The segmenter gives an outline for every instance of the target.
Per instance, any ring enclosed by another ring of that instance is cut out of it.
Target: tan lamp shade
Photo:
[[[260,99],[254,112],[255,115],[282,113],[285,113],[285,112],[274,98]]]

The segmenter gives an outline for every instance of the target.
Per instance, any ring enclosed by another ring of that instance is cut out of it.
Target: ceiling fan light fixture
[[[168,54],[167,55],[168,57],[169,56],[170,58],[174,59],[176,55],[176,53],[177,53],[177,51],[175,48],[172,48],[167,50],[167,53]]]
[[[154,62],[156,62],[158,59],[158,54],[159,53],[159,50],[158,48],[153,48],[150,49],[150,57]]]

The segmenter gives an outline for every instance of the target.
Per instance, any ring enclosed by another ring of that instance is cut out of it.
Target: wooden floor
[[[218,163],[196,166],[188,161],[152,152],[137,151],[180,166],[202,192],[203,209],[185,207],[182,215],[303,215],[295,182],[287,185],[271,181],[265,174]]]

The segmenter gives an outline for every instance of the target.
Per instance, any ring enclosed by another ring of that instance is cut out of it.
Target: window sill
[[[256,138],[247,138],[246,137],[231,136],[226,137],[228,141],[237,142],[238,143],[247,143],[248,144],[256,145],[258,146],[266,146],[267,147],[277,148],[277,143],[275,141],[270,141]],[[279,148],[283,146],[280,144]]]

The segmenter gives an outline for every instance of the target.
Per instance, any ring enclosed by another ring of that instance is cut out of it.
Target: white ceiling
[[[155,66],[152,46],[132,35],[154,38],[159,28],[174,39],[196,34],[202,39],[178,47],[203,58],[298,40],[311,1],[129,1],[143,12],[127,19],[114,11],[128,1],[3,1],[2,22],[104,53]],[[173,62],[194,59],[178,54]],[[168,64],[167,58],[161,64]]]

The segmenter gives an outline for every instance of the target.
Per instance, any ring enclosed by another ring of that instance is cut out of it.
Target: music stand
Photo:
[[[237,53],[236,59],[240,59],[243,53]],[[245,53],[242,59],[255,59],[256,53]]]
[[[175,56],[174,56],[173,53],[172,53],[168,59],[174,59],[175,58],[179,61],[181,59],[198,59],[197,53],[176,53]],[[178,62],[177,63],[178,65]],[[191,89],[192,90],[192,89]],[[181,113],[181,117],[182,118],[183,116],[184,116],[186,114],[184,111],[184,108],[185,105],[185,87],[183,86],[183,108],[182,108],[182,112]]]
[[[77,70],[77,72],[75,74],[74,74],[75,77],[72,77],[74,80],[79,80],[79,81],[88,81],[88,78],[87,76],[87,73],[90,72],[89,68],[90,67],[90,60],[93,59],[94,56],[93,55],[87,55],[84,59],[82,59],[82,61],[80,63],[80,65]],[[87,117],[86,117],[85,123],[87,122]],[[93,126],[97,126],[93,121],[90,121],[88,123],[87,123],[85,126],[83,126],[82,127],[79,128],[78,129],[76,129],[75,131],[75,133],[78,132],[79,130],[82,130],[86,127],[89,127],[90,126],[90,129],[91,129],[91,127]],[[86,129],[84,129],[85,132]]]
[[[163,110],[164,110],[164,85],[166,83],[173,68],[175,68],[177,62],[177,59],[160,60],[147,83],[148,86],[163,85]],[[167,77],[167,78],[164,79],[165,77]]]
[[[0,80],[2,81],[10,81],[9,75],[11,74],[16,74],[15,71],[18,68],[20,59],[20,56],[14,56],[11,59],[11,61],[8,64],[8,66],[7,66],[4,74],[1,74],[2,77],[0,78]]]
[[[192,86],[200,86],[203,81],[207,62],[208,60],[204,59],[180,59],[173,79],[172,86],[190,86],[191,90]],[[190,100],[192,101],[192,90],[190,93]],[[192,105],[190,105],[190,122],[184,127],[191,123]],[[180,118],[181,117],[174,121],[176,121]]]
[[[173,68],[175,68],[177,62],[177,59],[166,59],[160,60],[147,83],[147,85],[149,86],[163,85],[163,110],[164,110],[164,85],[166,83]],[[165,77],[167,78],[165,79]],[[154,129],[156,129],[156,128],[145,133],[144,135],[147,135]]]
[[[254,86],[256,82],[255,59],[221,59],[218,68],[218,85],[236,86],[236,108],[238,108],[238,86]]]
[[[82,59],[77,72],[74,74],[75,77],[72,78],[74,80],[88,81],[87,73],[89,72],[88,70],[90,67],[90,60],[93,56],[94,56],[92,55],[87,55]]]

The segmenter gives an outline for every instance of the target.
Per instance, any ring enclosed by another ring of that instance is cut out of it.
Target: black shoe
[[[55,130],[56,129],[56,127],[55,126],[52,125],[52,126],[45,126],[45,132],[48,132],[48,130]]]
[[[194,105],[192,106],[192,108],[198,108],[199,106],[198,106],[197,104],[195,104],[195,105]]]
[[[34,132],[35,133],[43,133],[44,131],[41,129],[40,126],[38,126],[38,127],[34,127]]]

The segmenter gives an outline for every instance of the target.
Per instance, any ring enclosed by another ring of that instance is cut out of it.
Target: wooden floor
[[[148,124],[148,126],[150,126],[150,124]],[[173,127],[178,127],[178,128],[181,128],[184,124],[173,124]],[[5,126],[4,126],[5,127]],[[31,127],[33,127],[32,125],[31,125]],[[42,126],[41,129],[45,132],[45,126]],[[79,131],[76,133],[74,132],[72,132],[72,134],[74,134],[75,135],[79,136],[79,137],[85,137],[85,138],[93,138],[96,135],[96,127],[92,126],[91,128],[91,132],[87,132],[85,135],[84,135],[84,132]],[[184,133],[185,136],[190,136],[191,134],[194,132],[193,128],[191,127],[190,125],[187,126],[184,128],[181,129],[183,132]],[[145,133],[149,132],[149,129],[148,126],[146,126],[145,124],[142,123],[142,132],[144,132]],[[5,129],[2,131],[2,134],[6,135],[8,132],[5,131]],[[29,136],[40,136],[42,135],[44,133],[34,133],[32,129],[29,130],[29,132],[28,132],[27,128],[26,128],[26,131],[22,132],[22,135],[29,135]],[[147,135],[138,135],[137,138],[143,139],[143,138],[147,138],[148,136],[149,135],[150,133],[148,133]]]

┄┄┄┄┄┄

- **Instructions to follow**:
Please count the lines in the records above that contain the string "ceiling". Reply with only the number.

- **Reply to the task**:
2